Problems:
A. According to the article on the Nepali short story collection, how many stories does it contain?
B. List every line of the records that contains the string "house". Case counts.

Chhapamar ko Chhoro
- First edition
- Author: Mahesh Bikram Shah
- Original title: छापामारको छोरो
- Language: Nepali
- Subject: Maoist insurgency in Nepal
- Genre: Short stories
- Published: 2007
- Publisher: Sajha Prakashan, FinePrint Publication
- Publication date: 2007
- Publication place: Nepal
- Media type: Print
- Pages: 124
- ISBN: 9993327727

= Chhapamar ko Chhoro =

20007 Nepali book by Mahesh Bikram Shah

Chhapamar ko Chhoro (छापामारको छोरो) is a Nepali short story collection by Mahesh Bikram Shah. The book was published in 2007 by Sajha Prakashan. The book won the prestigious Madan Puraskar for the year 2063 BS (2007-2008). The anthology consists of eighteen stories centered around Maoist insurgency in Nepal.

Provided records:
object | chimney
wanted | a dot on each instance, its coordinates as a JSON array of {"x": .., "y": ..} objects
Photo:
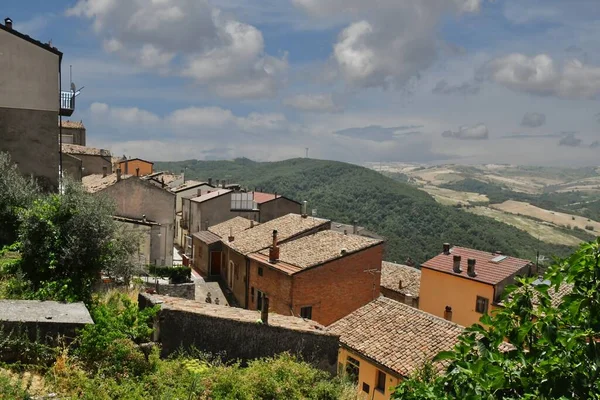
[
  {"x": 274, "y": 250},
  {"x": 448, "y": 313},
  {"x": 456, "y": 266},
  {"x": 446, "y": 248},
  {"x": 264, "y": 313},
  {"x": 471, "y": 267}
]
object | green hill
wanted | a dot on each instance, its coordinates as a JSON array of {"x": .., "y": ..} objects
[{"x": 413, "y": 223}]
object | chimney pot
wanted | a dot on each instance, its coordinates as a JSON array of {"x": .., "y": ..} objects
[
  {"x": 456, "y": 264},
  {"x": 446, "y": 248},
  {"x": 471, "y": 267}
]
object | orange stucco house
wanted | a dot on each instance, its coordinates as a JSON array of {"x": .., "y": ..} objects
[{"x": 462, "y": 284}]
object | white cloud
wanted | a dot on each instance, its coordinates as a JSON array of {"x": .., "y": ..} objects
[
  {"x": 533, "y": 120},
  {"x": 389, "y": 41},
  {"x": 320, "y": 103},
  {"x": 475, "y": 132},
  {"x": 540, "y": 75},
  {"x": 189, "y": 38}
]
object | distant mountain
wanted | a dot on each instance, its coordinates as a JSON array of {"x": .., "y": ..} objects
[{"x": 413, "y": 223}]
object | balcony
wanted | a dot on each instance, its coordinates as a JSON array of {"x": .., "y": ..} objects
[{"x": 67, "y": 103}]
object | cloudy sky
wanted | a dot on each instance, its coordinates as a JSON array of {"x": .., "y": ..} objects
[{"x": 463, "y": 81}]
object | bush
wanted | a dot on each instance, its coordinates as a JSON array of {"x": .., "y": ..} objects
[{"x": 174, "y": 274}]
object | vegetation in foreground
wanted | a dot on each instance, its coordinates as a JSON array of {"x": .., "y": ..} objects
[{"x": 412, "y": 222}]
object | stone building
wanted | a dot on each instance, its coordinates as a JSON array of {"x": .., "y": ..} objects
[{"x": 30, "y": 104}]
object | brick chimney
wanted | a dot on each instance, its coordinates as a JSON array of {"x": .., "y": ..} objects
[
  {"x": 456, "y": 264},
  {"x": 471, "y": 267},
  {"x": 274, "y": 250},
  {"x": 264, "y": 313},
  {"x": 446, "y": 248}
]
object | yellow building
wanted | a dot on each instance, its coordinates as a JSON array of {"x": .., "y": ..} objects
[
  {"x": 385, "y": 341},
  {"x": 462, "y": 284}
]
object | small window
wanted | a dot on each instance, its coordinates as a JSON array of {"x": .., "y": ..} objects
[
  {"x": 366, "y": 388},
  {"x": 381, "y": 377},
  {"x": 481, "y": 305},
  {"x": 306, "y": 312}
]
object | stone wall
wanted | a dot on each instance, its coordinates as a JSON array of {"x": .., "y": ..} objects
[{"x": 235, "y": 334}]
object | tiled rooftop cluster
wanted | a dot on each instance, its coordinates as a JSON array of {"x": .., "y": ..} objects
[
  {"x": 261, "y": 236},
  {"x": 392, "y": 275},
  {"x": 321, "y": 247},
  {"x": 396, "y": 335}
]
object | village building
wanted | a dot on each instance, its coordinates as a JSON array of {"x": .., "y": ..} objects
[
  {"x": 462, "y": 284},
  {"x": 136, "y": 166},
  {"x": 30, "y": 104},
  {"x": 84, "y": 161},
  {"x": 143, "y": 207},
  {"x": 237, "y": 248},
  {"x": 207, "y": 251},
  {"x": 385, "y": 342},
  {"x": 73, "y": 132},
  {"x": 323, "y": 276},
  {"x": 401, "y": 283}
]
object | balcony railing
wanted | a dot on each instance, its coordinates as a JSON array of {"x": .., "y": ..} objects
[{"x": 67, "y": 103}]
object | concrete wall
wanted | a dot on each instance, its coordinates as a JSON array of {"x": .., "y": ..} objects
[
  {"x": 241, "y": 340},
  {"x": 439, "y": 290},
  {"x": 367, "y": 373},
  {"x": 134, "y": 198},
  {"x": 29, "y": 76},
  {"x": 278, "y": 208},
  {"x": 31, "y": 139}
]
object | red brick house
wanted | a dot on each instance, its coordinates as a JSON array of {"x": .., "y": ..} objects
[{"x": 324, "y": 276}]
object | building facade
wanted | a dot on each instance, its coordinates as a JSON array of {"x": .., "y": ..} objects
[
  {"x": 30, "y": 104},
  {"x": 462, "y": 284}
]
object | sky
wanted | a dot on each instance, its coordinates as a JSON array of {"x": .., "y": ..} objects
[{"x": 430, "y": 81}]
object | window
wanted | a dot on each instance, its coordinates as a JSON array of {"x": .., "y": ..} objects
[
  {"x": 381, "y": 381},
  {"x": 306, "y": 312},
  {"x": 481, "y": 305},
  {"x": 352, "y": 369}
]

* * *

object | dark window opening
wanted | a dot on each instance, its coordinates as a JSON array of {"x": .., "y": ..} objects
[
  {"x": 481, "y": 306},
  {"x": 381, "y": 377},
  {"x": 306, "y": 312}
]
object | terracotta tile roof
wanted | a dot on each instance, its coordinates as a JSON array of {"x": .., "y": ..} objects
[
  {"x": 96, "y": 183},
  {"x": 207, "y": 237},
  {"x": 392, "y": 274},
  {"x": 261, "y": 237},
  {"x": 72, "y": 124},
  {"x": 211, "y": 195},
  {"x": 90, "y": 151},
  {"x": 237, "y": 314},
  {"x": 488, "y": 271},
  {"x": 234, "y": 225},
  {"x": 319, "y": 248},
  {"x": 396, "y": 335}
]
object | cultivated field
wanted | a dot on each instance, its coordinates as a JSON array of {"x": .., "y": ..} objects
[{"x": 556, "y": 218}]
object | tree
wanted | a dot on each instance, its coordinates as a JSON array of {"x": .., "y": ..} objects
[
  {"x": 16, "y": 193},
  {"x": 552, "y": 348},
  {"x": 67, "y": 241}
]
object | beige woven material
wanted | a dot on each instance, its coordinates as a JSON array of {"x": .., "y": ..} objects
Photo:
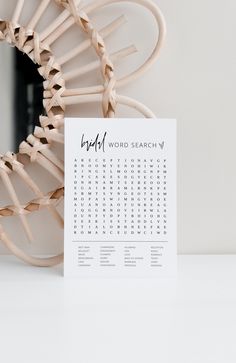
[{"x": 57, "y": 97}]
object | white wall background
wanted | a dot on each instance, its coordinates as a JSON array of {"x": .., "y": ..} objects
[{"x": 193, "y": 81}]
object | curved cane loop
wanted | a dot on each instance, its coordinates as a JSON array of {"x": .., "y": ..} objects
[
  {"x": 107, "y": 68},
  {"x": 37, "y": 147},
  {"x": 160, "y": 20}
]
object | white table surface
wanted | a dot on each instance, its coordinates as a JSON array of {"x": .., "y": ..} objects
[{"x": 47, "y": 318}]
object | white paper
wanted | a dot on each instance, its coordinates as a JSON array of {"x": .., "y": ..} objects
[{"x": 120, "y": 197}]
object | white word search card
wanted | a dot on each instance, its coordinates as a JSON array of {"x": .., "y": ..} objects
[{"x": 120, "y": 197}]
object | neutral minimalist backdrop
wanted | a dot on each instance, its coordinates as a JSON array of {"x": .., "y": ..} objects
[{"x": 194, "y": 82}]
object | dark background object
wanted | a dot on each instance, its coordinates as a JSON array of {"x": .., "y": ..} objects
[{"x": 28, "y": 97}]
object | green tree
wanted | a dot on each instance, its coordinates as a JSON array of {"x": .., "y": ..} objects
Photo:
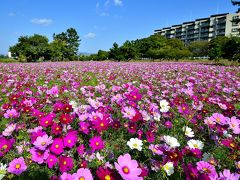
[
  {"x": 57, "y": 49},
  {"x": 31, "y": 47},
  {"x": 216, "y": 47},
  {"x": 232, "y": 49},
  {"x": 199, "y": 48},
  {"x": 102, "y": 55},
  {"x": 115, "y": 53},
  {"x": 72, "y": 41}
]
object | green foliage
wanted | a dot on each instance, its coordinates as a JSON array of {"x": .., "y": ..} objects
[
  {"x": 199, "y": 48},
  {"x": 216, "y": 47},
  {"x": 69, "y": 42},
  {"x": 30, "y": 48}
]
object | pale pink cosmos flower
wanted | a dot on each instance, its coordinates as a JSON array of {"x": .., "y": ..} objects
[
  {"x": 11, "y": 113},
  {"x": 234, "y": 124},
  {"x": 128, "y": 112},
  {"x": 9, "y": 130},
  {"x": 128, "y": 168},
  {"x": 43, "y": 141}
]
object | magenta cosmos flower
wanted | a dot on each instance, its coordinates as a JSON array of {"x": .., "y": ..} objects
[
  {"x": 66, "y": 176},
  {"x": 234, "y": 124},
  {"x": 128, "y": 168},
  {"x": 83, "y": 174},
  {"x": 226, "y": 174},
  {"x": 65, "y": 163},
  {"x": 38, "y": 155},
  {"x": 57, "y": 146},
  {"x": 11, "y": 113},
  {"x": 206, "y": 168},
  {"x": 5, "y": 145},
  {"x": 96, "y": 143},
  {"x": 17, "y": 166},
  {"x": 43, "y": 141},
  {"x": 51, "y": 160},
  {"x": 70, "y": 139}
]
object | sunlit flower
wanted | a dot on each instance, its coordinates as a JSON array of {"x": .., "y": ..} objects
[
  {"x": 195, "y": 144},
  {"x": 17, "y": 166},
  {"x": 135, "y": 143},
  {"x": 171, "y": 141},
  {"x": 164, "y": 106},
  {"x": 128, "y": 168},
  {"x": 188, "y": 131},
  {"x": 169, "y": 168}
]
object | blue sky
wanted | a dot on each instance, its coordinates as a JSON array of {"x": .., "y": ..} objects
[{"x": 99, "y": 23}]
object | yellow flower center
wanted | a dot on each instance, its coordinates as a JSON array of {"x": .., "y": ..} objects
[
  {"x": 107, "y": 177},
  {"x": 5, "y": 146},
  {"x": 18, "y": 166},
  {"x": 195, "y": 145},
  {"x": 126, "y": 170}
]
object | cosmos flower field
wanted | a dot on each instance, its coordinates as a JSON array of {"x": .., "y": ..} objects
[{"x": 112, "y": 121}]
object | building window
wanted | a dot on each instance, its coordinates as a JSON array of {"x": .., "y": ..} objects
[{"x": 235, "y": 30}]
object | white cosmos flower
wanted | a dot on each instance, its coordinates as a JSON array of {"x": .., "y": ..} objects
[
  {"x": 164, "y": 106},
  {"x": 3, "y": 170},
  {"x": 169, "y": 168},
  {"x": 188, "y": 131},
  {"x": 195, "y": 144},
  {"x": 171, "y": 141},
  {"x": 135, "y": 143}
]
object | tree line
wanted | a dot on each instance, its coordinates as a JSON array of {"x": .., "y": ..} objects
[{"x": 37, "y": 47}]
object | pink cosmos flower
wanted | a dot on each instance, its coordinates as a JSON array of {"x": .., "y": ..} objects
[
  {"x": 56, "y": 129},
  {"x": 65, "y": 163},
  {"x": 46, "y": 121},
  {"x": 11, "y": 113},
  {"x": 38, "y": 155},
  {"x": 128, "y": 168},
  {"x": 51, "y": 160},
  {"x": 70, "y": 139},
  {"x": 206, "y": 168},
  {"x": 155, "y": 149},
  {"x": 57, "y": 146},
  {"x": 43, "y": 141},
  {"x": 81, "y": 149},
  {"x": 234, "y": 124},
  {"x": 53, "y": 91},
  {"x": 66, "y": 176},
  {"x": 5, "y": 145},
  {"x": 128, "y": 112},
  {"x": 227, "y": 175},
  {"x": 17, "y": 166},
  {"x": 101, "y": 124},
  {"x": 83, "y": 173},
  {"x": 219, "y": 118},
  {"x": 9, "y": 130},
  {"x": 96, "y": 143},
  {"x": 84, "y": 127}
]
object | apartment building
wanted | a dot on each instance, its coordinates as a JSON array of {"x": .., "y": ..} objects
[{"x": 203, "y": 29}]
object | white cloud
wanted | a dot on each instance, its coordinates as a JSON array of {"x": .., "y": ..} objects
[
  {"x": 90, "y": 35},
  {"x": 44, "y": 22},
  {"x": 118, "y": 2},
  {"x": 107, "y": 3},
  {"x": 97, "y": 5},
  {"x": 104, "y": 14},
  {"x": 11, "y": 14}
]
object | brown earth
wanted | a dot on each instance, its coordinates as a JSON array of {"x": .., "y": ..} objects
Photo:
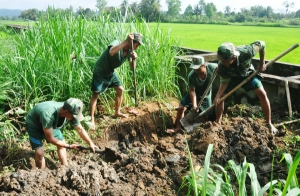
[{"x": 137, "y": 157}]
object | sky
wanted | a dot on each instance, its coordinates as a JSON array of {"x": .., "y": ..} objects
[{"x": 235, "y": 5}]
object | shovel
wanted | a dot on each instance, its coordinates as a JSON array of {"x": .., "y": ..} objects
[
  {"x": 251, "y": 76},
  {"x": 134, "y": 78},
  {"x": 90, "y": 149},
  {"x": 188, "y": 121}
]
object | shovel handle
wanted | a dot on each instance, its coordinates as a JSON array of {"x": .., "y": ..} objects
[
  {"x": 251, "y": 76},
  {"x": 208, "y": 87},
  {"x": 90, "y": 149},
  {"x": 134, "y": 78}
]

...

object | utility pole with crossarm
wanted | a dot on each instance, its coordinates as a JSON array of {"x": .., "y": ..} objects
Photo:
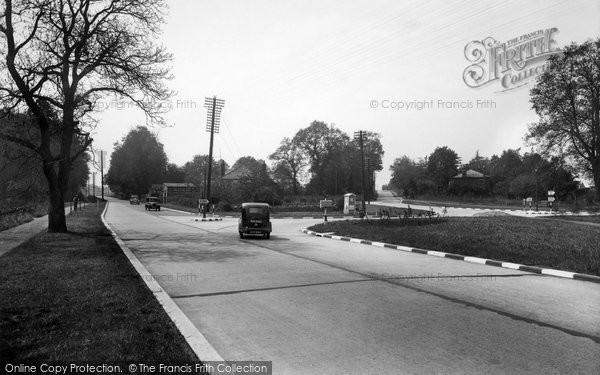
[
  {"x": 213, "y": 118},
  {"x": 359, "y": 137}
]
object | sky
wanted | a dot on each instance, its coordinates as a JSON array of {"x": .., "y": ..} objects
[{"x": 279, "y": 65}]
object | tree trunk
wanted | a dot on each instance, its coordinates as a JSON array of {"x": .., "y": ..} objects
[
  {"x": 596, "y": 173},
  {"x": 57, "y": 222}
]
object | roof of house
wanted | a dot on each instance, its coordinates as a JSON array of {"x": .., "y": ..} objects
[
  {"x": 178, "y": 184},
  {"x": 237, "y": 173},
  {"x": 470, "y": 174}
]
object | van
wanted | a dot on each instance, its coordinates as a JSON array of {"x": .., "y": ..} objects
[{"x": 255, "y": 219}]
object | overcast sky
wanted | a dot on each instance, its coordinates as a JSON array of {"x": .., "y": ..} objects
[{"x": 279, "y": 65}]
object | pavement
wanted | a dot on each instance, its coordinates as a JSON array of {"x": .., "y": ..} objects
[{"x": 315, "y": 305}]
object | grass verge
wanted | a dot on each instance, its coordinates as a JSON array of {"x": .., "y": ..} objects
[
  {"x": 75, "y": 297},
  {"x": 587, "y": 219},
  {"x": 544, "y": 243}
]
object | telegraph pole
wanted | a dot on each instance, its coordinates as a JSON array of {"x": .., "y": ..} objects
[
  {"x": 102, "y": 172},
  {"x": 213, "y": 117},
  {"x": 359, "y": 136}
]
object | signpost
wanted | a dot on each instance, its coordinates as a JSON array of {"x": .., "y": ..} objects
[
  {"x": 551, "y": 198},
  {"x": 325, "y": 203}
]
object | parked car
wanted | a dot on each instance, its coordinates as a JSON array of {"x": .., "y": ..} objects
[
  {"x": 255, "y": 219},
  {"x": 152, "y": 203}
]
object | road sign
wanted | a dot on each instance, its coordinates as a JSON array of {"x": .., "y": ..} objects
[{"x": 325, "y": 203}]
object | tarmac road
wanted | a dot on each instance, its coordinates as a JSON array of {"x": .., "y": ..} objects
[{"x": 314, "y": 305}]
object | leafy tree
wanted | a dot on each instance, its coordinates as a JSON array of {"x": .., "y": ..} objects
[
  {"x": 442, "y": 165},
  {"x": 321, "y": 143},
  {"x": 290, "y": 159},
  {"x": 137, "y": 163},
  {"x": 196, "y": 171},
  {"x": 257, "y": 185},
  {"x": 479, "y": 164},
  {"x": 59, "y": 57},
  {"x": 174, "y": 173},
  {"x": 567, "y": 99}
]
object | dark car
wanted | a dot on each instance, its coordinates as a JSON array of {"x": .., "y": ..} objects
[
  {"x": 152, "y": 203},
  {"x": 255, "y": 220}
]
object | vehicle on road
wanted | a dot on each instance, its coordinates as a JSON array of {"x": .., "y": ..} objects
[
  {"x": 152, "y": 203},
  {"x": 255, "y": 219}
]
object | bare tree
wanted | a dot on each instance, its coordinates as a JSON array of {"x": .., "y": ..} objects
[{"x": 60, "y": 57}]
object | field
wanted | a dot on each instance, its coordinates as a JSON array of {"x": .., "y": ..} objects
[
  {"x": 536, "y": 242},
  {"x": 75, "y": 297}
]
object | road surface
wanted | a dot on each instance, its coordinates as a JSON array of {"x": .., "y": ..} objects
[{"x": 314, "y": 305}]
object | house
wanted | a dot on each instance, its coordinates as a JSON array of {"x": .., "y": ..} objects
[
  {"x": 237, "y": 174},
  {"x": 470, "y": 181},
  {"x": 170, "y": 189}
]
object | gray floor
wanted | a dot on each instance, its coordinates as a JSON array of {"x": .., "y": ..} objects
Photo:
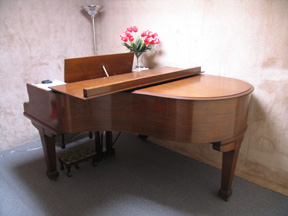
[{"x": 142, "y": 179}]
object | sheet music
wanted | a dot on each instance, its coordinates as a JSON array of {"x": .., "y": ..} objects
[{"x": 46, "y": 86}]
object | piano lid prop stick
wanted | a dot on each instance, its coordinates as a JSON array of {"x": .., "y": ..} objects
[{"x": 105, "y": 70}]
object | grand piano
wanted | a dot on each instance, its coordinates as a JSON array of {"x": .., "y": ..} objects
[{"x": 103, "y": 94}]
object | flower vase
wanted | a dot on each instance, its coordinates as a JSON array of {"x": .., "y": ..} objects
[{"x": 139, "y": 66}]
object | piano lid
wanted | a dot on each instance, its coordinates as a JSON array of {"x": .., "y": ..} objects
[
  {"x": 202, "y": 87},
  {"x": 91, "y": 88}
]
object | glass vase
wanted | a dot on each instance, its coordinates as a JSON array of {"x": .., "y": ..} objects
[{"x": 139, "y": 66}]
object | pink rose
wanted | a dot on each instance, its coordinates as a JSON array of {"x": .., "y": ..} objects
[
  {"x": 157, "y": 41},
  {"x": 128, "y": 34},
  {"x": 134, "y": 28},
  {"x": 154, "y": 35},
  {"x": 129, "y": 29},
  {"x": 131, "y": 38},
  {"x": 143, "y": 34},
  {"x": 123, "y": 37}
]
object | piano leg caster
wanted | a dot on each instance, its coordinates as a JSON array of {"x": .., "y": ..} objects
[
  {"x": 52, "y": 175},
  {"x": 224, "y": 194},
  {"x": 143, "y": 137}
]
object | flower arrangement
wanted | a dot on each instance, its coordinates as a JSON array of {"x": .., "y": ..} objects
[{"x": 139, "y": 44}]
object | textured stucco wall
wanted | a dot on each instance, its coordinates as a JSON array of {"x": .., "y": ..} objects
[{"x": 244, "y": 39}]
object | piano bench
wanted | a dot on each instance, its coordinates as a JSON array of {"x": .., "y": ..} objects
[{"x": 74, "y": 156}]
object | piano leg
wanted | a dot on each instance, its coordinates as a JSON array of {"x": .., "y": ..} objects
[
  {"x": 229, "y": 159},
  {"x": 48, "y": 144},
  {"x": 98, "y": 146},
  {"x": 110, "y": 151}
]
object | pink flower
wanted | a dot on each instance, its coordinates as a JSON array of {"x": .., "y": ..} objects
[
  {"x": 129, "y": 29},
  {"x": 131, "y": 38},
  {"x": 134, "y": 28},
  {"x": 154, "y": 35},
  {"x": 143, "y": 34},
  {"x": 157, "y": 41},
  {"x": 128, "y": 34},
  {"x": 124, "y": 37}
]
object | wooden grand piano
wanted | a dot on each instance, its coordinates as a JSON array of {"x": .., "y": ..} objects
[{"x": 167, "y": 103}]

Answers to the exercises:
A. Eighteen

B.
object | orange stucco house
object | red brick house
object | roof of house
object | house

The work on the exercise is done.